» WORK REQUIRED:
Print, exactly as given, each line of the data from the line containing "point: steering wheel" up to and including its last line.

[Named object pointing entries]
[Begin]
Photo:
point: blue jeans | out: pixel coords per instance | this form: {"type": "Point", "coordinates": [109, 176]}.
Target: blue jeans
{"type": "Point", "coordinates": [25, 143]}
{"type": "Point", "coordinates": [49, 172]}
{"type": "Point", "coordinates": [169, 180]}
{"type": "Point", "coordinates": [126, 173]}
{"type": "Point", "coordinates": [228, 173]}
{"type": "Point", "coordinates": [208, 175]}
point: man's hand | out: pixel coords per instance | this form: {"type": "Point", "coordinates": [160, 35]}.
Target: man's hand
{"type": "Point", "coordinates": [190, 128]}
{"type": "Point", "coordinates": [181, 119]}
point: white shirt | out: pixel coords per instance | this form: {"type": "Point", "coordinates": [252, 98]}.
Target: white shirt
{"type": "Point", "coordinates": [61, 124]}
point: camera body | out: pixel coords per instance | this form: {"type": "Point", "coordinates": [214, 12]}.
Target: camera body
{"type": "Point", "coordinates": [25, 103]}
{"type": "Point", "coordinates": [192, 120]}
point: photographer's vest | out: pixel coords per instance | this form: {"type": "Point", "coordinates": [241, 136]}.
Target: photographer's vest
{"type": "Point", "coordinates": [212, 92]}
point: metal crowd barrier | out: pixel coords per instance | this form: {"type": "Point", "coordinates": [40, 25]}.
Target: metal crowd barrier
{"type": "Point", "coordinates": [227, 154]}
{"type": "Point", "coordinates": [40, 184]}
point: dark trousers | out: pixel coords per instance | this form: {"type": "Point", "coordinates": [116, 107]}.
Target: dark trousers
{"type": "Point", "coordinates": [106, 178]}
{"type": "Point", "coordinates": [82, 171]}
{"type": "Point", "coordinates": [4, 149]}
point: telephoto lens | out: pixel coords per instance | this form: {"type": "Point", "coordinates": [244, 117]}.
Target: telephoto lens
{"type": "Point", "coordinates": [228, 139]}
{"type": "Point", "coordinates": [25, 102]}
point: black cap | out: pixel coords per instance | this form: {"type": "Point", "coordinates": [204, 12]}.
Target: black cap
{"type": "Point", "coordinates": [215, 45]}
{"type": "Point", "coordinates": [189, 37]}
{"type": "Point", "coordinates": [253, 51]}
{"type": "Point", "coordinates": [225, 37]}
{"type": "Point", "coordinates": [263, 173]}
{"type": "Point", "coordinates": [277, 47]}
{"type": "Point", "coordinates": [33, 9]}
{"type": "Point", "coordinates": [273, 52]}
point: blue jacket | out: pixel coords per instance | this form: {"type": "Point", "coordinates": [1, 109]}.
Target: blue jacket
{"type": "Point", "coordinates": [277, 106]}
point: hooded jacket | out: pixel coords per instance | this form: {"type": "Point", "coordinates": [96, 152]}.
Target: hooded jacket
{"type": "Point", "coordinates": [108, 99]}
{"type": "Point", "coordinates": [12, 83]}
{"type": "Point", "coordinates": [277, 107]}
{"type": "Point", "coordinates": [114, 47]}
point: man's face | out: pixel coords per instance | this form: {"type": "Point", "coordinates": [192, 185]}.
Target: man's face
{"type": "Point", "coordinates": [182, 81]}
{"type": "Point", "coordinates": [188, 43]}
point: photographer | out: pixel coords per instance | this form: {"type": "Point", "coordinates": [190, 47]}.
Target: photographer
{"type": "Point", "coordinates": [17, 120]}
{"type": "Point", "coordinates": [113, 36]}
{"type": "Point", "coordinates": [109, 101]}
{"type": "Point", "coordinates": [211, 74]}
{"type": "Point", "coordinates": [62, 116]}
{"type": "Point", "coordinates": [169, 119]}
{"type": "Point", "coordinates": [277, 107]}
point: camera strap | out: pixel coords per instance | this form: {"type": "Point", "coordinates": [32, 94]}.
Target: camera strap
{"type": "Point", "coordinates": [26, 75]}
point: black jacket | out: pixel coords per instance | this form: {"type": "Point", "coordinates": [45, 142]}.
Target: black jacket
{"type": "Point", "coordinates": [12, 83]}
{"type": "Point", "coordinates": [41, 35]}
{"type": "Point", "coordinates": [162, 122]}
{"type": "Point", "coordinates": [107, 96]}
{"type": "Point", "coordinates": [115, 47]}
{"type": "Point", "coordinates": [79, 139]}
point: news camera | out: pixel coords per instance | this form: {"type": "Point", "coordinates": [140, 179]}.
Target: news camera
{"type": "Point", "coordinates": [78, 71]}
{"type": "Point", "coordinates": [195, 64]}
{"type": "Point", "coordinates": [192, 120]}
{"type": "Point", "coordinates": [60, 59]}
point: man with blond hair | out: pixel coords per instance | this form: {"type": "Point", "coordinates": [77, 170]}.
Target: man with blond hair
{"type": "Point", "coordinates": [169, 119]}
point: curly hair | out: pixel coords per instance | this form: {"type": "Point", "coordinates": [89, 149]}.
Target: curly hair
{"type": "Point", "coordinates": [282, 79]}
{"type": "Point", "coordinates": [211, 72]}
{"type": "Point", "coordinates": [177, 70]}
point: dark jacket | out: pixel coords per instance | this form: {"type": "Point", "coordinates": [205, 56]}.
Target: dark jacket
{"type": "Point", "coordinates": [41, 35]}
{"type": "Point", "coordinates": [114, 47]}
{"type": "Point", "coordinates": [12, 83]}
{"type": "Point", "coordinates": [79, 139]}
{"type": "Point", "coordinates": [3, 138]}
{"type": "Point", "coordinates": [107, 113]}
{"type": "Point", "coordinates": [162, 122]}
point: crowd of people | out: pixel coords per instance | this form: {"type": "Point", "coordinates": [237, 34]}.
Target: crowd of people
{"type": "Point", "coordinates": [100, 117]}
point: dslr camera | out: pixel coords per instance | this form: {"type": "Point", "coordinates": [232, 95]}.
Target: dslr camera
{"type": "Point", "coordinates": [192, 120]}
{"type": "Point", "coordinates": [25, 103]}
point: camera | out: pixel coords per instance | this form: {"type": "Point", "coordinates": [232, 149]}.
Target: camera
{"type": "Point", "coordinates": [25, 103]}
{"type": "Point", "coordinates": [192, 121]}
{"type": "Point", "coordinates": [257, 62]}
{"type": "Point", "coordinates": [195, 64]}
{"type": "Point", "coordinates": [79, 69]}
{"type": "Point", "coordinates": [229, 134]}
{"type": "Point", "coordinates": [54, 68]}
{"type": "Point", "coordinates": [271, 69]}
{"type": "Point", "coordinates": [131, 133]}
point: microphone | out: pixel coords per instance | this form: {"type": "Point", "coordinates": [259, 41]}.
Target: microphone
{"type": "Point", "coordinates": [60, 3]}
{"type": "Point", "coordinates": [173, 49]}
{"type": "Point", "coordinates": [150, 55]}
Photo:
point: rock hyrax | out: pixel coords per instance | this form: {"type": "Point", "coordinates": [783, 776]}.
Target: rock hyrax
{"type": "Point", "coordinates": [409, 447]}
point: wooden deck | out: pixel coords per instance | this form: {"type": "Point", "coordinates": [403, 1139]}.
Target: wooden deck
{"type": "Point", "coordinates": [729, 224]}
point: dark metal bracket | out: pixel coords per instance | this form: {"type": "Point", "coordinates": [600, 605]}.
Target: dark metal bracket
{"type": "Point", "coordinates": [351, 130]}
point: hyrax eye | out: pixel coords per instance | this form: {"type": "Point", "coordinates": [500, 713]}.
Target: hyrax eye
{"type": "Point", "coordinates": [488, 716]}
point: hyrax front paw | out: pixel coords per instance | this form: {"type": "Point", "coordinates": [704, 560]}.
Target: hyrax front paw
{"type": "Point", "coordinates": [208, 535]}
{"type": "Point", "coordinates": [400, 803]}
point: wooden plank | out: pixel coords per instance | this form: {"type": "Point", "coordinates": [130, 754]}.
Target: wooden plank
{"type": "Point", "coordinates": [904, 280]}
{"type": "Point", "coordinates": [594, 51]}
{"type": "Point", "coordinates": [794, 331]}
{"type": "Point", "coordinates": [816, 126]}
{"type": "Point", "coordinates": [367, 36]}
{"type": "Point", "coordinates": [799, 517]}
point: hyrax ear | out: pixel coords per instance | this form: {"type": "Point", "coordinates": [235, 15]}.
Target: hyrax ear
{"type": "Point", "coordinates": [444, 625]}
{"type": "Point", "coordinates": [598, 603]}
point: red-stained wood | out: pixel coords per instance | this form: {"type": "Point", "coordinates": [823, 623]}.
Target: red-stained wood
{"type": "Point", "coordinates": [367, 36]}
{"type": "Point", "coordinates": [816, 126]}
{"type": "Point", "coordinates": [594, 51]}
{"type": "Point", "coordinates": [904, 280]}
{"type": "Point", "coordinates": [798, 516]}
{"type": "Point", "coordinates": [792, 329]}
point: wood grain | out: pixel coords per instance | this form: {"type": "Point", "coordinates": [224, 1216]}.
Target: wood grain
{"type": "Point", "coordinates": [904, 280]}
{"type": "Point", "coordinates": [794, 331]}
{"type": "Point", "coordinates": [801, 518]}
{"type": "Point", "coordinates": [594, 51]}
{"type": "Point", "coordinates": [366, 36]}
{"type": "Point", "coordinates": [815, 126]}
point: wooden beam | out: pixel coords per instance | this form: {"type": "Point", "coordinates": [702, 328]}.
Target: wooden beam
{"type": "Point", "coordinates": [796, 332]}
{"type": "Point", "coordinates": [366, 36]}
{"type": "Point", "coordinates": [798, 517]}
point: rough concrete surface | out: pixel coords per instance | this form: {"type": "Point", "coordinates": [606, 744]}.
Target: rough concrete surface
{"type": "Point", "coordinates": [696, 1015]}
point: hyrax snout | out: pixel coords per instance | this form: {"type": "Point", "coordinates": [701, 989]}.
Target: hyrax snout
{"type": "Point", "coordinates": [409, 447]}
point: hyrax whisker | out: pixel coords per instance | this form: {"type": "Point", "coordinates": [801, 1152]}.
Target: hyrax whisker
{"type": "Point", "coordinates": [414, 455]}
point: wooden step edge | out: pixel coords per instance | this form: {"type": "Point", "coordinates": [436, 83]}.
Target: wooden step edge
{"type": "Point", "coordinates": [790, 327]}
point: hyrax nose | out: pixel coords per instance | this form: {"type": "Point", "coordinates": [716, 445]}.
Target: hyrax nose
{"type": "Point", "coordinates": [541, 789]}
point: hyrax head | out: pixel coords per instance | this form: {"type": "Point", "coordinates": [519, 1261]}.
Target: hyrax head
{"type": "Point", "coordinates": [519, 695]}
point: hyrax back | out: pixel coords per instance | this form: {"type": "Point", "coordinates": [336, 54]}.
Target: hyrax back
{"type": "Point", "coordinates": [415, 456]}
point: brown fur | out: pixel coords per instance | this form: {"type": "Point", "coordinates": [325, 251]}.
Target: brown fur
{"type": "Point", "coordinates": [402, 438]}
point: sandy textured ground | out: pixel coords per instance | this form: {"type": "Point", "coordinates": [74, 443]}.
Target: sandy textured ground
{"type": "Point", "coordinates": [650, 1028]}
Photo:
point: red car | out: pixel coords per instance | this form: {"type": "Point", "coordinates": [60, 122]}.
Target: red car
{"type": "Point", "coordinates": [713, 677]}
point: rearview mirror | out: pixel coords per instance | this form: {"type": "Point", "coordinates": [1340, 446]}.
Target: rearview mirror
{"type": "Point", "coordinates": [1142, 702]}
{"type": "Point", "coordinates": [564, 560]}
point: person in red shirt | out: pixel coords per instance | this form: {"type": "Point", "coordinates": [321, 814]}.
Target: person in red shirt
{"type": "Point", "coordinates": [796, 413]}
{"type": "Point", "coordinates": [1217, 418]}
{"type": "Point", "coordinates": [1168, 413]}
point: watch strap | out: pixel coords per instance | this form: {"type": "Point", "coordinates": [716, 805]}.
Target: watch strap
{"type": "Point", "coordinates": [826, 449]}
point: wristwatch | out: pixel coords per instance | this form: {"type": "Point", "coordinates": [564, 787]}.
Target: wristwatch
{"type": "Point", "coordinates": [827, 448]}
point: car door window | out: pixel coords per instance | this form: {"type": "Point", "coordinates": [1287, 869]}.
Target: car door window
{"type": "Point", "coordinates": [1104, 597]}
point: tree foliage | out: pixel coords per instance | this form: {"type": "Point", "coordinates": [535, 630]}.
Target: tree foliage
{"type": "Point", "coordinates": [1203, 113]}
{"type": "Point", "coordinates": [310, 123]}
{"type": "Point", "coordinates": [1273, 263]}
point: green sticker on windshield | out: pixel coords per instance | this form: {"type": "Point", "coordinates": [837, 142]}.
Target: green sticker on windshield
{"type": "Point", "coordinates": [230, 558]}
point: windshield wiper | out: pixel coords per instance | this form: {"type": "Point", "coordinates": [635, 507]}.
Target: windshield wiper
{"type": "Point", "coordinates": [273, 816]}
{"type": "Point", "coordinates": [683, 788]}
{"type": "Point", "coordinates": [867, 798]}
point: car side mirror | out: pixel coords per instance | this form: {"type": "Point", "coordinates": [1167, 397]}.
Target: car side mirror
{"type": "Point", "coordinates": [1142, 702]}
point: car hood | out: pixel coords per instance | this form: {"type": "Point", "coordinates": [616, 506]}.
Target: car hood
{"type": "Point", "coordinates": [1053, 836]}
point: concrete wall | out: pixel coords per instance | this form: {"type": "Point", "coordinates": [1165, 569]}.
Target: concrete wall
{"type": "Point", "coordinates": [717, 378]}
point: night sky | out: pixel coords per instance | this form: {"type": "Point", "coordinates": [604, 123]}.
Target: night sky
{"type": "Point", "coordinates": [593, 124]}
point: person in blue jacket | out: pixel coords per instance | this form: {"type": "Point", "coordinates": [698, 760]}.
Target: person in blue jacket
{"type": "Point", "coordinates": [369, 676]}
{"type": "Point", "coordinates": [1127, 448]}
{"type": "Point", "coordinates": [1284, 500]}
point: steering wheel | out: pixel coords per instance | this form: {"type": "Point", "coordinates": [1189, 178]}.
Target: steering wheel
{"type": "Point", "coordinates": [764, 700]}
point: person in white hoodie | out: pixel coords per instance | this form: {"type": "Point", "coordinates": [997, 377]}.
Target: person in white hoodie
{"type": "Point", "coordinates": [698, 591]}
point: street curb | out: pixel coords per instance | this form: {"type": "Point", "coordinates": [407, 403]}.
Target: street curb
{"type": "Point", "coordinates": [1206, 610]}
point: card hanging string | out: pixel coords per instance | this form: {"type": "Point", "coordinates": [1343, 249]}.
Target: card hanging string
[End]
» ANSWER BELOW:
point: steering wheel | out: pixel coords per instance | this form: {"type": "Point", "coordinates": [1189, 178]}.
Target: steering wheel
{"type": "Point", "coordinates": [764, 700]}
point: person in white hoodie | out: pixel coords per instance | this form: {"type": "Point", "coordinates": [997, 377]}.
Target: person in white hoodie
{"type": "Point", "coordinates": [698, 591]}
point: street curb | out: pixel coords per instance | this form: {"type": "Point", "coordinates": [407, 403]}.
Target: street curb
{"type": "Point", "coordinates": [1206, 610]}
point: card hanging string | out: pixel coords per instance | this form: {"type": "Point", "coordinates": [1343, 249]}.
Target: card hanging string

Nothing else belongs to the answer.